#### Questions on the material:
1 > According to the passage on good faith estimates, on what date did providers' obligation to give these estimates begin?
2 > List every cost that the passage on good faith estimates says a good faith estimate for surgery could include.
3 > Continue the passage on good faith estimates from the point where it ends.

#### Provided passage:

************

Getting cost estimates before you get an item or service if you’re uninsured or self-pay
Beginning January 1, 2022, if you’re uninsured or you pay for health care bills yourself (don’t have your claims submitted to your health plan), health care providers and facilities must provide you with an estimate of expected charges before you get an item or service. This is called a “good faith estimate.” Providers and facilities must provide you with a good faith estimate if you request one, or after you’ve scheduled an item or service. It should include expected charges for the primary item or service you’re getting, and any other items or services that are provided as part of the same scheduled experience.
The provider or facility you contact for a good faith estimate must provide a list of all items and services associated with your care. In 2022, the estimate isn’t required to include items and services provided to you by another provider or facility, but you can also ask these providers or facilities for a separate good faith estimate. In 2023, the provider or facility you contact will be required to provide co-provider or co-facility cost information.
For example, if you’re getting surgery, the good faith estimate could include the cost of the surgery, any lab services or tests, and the anesthesia used during the operation. But, in some instances, items or services related to the surgery that are scheduled separately, like pre-surgery appointments or physical therapy in the weeks after the surgery, might not be included in the good faith estimate.
Providers and facilities must:
- Provide the good faith estimate before an item or service is scheduled, within certain timeframes.
- Offer an itemized list of each item or service, grouped by the provider or facility offering care. Each item or service has to have specific details, like the health care code assigned to it and the expected charge.

************

#### Listed entries:

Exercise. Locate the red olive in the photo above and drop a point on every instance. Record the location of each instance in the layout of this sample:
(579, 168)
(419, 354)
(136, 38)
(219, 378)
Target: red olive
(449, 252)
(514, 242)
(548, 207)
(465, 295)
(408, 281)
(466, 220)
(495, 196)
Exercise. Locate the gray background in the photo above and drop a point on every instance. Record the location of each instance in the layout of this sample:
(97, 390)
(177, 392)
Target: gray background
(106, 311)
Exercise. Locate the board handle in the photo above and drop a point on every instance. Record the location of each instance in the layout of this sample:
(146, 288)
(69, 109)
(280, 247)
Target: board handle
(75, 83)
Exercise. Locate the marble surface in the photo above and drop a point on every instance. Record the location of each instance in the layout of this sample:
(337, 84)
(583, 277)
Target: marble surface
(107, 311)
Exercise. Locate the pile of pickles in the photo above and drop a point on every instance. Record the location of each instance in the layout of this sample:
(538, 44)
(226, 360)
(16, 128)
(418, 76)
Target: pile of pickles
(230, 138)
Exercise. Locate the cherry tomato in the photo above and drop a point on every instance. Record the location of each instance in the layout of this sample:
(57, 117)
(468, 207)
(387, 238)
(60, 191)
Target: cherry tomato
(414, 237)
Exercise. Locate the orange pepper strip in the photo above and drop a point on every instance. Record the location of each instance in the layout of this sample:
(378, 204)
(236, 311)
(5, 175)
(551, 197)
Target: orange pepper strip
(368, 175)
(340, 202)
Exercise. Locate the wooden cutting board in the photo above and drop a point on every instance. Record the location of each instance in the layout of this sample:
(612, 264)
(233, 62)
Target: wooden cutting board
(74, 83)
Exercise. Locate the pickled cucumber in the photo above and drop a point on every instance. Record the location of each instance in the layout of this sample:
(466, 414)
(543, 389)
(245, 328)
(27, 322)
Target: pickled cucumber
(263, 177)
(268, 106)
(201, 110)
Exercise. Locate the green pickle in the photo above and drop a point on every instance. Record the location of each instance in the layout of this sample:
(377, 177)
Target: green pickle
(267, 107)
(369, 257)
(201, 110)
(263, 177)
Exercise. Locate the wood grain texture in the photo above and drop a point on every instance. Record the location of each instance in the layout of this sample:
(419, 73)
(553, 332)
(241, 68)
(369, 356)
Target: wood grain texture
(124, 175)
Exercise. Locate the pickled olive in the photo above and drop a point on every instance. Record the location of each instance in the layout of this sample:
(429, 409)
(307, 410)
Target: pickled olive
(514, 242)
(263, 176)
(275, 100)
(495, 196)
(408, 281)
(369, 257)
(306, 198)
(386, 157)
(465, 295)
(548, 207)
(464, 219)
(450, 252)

************

#### Exercise results:
1 > January 1, 2022.

2 >
- The cost of the surgery
- Any lab services or tests
- The anesthesia used during the operation

3 >
- Explain the good faith estimate to you over the phone or in-person if you request it, and then follow up with a written (paper or electronic) estimate.
- Provide the good faith estimate in a way that’s accessible to you.
Once you receive a good faith estimate from your provider or facility, be sure to keep it in a safe place so you can compare it to any bills you get later. If you’ve had your service and find that the billed amount is at least $400 above the good faith estimate, you may be eligible to dispute the bill.
- View an example of what a good faith estimate may include (PDF).
- View examples of good faith estimates that do and don't qualify for the dispute process (PDF).
- Learn more about the dispute resolution process, including eligibility requirements and what information or documents you need to start a dispute.
Insurance ID cards
Starting in 2022, new pricing information will be shown on any physical or electronic plan or insurance identification card (ID) provided to you.
This will include:
- Applicable deductibles
- Applicable out-of-pocket maximum limits
- A telephone number and website where you can get help or more information
A health plan may provide additional information on their website that you can access through a Quick Response code (commonly referred to as a QR code) on a physical ID card, or through a hyperlink on a digital ID card.